Position annotation rows
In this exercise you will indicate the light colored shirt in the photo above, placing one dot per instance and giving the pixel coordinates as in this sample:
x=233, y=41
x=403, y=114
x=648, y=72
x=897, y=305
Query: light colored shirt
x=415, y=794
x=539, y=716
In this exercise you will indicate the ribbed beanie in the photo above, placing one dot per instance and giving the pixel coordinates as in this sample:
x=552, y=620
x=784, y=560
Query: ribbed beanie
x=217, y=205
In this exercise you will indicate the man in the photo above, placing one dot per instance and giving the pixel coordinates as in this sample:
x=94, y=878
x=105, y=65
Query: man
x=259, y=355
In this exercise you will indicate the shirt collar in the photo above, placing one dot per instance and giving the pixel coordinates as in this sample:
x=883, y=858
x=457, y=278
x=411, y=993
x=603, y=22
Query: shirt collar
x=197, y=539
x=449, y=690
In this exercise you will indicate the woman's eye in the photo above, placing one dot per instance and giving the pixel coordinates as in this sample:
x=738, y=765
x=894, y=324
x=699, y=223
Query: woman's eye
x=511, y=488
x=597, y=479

**Given instruction**
Reproduce without any changes every line from the one containing "In this exercise you will indicate the woman's" through the final line of the rows, including both ends.

**Final result**
In this exercise you will indicate the woman's eye in the photo above, placing one dot per instance and giving the pixel coordinates as in this sample:
x=738, y=765
x=894, y=324
x=699, y=223
Query: woman's eye
x=511, y=488
x=597, y=479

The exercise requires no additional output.